┌─ EXTRAIT
Planter des arbres peut certes être utile, mais je ne suis pas sûr que cela suffise. C’est une nouvelle révolution industrielle que nous sommes en train de connaître. Partout on en voit aujourd’hui des exemples : voitures, bus, véhicules utilitaires électriques. Nouveaux bâtiments BBC, voire à énergie positive, réhabilitation des bâtiments anciens de plus en plus performants.
Et une autre mutation est déjà en train de se profiler. Aujourd’hui en Allemagne, en Autriche, des trains et des poids lourds roulent à l’hydrogène. Airbus, pour sa part, annonce son premier prototype d’avion à hydrogène pour 2030.
De cette nouvelle grande transformation, pour reprendre les termes de Karl Polanyi, la Métropole de Lyon doit devenir un acteur en conjuguant écologie et économie, car on voit bien, avec la crise de la Covid, à quoi conduit inévitablement la décroissance : 1 million de personnes supplémentaires en situation de pauvreté en France, 180 millions de plus tombés dans la grande pauvreté dans le monde.
└─
┌─ DONNÉES FOURNIES
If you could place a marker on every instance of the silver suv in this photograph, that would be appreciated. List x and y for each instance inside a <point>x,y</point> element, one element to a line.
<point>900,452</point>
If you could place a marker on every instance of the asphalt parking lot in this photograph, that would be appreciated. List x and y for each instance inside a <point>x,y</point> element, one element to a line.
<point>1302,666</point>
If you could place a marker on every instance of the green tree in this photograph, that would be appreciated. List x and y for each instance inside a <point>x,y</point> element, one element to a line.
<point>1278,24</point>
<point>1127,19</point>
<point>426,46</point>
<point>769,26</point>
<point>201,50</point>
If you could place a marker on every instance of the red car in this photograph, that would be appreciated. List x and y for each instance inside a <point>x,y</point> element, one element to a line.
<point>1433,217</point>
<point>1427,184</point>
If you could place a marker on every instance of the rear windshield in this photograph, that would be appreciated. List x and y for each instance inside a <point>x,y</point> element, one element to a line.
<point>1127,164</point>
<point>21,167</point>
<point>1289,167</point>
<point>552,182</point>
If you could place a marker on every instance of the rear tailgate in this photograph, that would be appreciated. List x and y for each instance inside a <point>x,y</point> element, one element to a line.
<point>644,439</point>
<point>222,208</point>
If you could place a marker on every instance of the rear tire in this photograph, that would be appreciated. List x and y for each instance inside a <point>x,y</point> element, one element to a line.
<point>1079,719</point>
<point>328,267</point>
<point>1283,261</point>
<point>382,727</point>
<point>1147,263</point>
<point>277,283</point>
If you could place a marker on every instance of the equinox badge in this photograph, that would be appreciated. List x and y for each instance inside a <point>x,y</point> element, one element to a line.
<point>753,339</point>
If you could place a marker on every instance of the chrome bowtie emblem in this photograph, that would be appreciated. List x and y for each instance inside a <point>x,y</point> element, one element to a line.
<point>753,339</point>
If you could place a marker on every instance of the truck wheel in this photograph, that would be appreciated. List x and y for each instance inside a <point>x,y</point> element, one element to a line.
└─
EXERCICES À TRAITER:
a – D'après l'extrait, pour quelle année Airbus annonce-t-il son premier prototype d'avion à hydrogène ?
b – Mettez à jour le passage de l'extrait situé entre "Et une autre" et "hydrogène pour 2030.", inclus, en remplaçant "prototype" par "modèle".
c – Indiquez si chacune de ces affirmations concorde avec l'extrait : (i) des trains roulent à l'hydrogène en Allemagne ; (ii) planter des arbres suffit ; (iii) la France compte 1 million de personnes supplémentaires en situation de pauvreté.
Les entrées forment un matériau distinct de l'extrait.

CORRIGÉ DES EXERCICES:
a – Pour 2030.

b –
Et une autre mutation est déjà en train de se profiler. Aujourd’hui en Allemagne, en Autriche, des trains et des poids lourds roulent à l’hydrogène. Airbus, pour sa part, annonce son premier modèle d’avion à hydrogène pour 2030.

c –
(i) Oui : « Aujourd’hui en Allemagne, en Autriche, des trains et des poids lourds roulent à l’hydrogène. »
(ii) Non : « je ne suis pas sûr que cela suffise ».
(iii) Oui : « 1 million de personnes supplémentaires en situation de pauvreté en France ».